▶ _Texte à lire_

Suite à un arrêté de fermeture, l’union départementale FO du Morbihan a dû évacuer en urgence la Maison des syndicats de Lorient début décembre, sans solution de relogement immédiat. La municipalité essaye de profiter de la situation pour remettre en cause la convention permettant aux organisations syndicales d’être hébergées gratuitement par la Ville. Ce cas est malheureusement loin d’être isolé.

On a pu emporter les documents les plus urgents, mais l’essentiel est toujours sur place, et tous les jours on s’aperçoit qu’il nous manque quelque chose, explique Pierrick Simon, secrétaire général de l’union départementale (UD) FO du Morbihan. C’était très subit et violent. On pensait partir pour seulement quelques jours et ça fera bientôt deux mois.

Le 4 décembre, FO et quatre autres organisations syndicales (OS) ont dû évacuer dans la précipitation la Maison des syndicats de Lorient. Selon les experts, le bâtiment, construit au début des années 1970, est victime du syndrome du pont de Gènes et peut s’effondrer à tout moment. Les équipes des unions syndicales départementales ont eu 48 heures pour récupérer des documents et du petit matériel. Elles avaient l’interdiction de prendre des choses lourdes, pour ne pas risquer d’empirer la situation.

Depuis, l’accès aux locaux leur est interdit. Les serrures ont été changées et le bâtiment est entouré de barrières. Les bureaux resteront inaccessibles au moins jusqu’à mi-février, le temps de construire un solide étayage. Impossible encore de savoir si le bâtiment pourra être réhabilité ou non.

Sans solution de relogement immédiat, l’équipe FO, qui compte trois salariés, s’est mise en télétravail. On ne peut fonctionner que pour une activité minimale, déplore Pierrick Simon. Mon domicile est devenu une annexe de l’UD. J’ai huit cartons de tracts qui viennent d’arriver. La campagne TPE, c’est déjà difficile, alors sans locaux… Mais si on rate ces élections, ça aura des conséquences sur la représentativité.

Une semaine d’attente pour une salle de réunion

Faute de salle de réunion à disposition, le premier stage de formation syndicale prévu en décembre a été annulé. C’est un vrai problème, poursuit-il. Pour réunir le bureau, il faut quémander une salle à la mairie, au même titre que le club de volley du coin. Et il y a un délai d’une semaine pour la réponse. Tout cela est très usant.

▶ _Consigne écrite a_
Répondez s'il vous plaît à ces questions sur l'article consacré à la Maison des syndicats de Lorient :
(i) De combien de temps les équipes des unions syndicales ont-elles disposé pour récupérer des documents et du petit matériel ?
(ii) Combien de salariés compte l'équipe FO ?
(iii) Quel est le délai de réponse pour obtenir une salle de réunion à la mairie ?

▶ _Extraits d'un jeu de données de pointage_
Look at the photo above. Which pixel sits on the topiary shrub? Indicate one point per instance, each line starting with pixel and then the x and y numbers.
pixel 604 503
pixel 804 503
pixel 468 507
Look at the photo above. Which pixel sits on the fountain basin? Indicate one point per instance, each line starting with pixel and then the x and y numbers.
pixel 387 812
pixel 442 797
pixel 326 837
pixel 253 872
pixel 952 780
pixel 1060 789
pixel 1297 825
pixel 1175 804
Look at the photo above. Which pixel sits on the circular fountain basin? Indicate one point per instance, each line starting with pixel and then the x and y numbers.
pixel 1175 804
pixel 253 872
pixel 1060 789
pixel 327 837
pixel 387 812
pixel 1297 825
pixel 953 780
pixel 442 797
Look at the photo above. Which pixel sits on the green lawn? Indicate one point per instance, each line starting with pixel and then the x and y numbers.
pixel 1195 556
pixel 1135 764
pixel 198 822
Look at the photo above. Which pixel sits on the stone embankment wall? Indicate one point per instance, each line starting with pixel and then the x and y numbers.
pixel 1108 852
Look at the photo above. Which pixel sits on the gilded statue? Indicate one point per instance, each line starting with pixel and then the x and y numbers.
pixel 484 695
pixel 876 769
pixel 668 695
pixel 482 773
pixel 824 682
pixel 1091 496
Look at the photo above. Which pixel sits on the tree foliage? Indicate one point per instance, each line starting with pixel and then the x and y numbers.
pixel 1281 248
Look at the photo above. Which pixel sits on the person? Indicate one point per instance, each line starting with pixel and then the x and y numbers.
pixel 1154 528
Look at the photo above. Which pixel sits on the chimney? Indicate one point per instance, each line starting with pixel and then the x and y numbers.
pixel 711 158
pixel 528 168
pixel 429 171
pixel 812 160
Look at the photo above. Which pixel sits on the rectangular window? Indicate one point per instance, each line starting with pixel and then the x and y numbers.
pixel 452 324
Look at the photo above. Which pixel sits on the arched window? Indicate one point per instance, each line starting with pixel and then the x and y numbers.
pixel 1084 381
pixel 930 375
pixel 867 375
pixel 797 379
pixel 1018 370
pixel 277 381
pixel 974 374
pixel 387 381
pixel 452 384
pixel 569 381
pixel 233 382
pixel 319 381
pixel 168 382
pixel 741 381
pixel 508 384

▶ _Consigne écrite b_
Dans la liste, modifiez les lignes allant de celle qui contient « Look at the photo above. Which pixel sits on the gilded » jusqu'à la fin de la liste, bornes incluses : remplacez « instance » par « occurrence » et redonnez uniquement ces lignes, sans rien changer d'autre.

▶ _Résultat a_
(i) 48 heures.
(ii) Trois salariés.
(iii) Une semaine.

▶ _Résultat b_
Look at the photo above. Which pixel sits on the gilded statue? Indicate one point per occurrence, each line starting with pixel and then the x and y numbers.
pixel 484 695
pixel 876 769
pixel 668 695
pixel 482 773
pixel 824 682
pixel 1091 496
Look at the photo above. Which pixel sits on the tree foliage? Indicate one point per occurrence, each line starting with pixel and then the x and y numbers.
pixel 1281 248
Look at the photo above. Which pixel sits on the person? Indicate one point per occurrence, each line starting with pixel and then the x and y numbers.
pixel 1154 528
Look at the photo above. Which pixel sits on the chimney? Indicate one point per occurrence, each line starting with pixel and then the x and y numbers.
pixel 711 158
pixel 528 168
pixel 429 171
pixel 812 160
Look at the photo above. Which pixel sits on the rectangular window? Indicate one point per occurrence, each line starting with pixel and then the x and y numbers.
pixel 452 324
Look at the photo above. Which pixel sits on the arched window? Indicate one point per occurrence, each line starting with pixel and then the x and y numbers.
pixel 1084 381
pixel 930 375
pixel 867 375
pixel 797 379
pixel 1018 370
pixel 277 381
pixel 974 374
pixel 387 381
pixel 452 384
pixel 569 381
pixel 233 382
pixel 319 381
pixel 168 382
pixel 741 381
pixel 508 384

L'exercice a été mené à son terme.